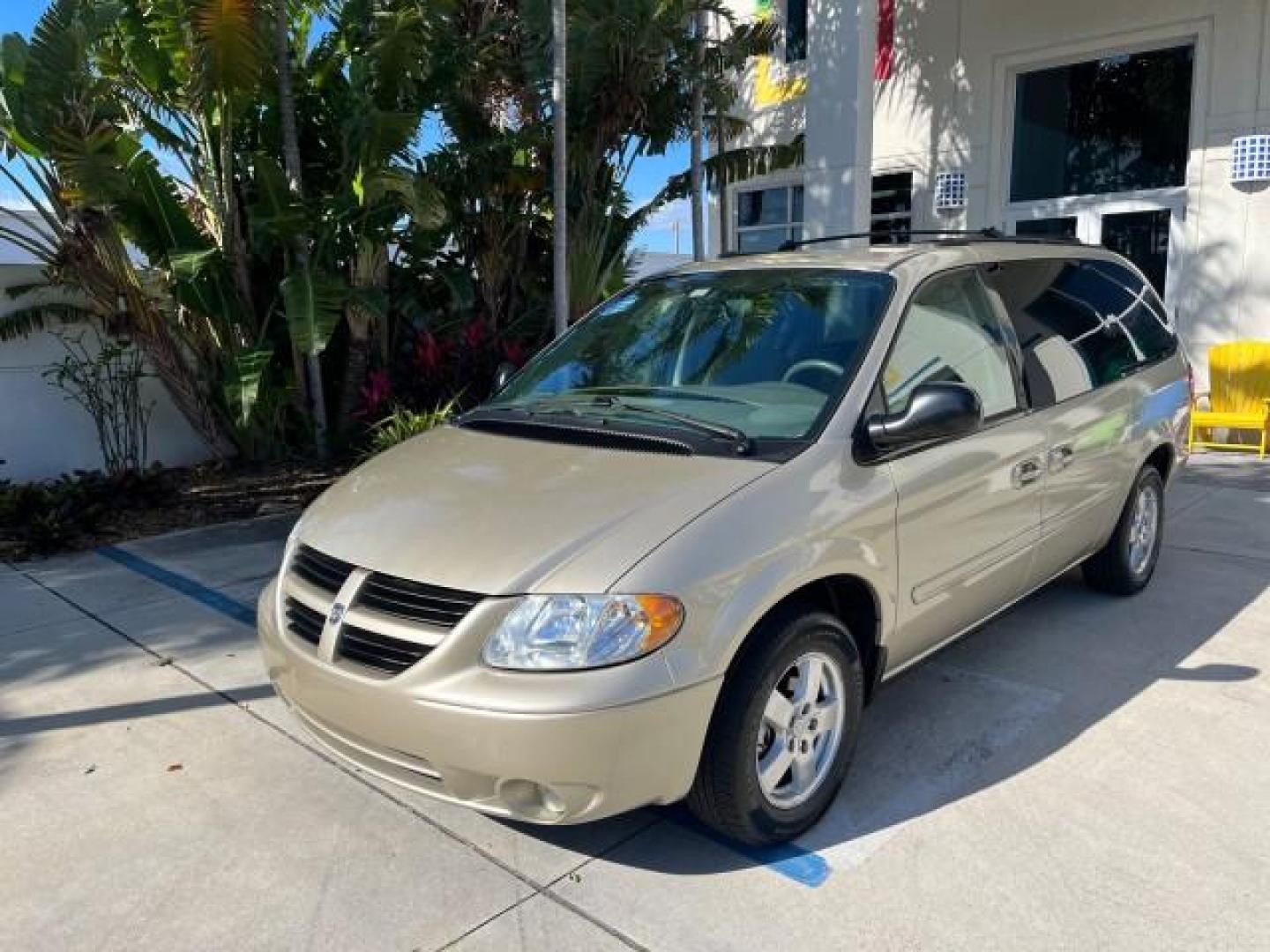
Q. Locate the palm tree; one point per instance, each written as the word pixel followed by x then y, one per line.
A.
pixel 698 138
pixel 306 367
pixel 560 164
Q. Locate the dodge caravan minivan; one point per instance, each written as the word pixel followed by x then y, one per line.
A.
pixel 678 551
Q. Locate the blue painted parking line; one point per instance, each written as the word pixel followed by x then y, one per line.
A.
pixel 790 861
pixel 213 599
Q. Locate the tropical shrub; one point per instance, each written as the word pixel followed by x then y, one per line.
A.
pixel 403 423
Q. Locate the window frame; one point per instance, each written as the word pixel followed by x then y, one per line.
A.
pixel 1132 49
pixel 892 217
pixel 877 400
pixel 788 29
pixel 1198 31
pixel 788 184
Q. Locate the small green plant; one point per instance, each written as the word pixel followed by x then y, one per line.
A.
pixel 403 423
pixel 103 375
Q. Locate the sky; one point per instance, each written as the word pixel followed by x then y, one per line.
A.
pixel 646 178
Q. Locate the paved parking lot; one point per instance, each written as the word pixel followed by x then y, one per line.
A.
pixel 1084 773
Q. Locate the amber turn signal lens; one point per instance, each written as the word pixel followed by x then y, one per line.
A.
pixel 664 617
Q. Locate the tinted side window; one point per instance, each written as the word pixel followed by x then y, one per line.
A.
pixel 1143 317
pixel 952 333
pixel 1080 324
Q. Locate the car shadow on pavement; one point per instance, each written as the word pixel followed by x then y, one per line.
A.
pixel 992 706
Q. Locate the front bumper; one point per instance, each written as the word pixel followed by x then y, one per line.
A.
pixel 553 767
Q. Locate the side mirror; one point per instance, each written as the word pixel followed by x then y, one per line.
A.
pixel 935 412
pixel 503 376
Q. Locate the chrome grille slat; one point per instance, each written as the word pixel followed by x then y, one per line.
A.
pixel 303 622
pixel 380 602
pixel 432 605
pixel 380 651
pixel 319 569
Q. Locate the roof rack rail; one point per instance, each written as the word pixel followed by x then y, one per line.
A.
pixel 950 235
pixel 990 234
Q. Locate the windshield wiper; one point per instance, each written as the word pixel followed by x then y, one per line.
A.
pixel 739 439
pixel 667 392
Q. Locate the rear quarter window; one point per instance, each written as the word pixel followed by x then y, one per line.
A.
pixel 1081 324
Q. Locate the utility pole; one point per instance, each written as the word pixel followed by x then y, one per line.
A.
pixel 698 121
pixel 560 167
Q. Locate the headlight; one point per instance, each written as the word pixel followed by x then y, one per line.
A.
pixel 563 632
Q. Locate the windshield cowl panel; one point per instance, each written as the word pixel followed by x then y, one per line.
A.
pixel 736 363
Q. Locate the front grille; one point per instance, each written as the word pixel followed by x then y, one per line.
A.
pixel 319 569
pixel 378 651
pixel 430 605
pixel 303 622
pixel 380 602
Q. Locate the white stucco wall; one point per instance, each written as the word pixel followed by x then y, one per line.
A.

━━━━━━━━

Each line holding the word "windshield" must be pulled from the records.

## TASK SOLUTION
Q. Locate the windshield wiper; one point per instance, each written as the word pixel followed by x then y, one per line.
Q. Locate the windshield cowl panel; one point per instance, each written as the word pixel followed by x then y, one per line.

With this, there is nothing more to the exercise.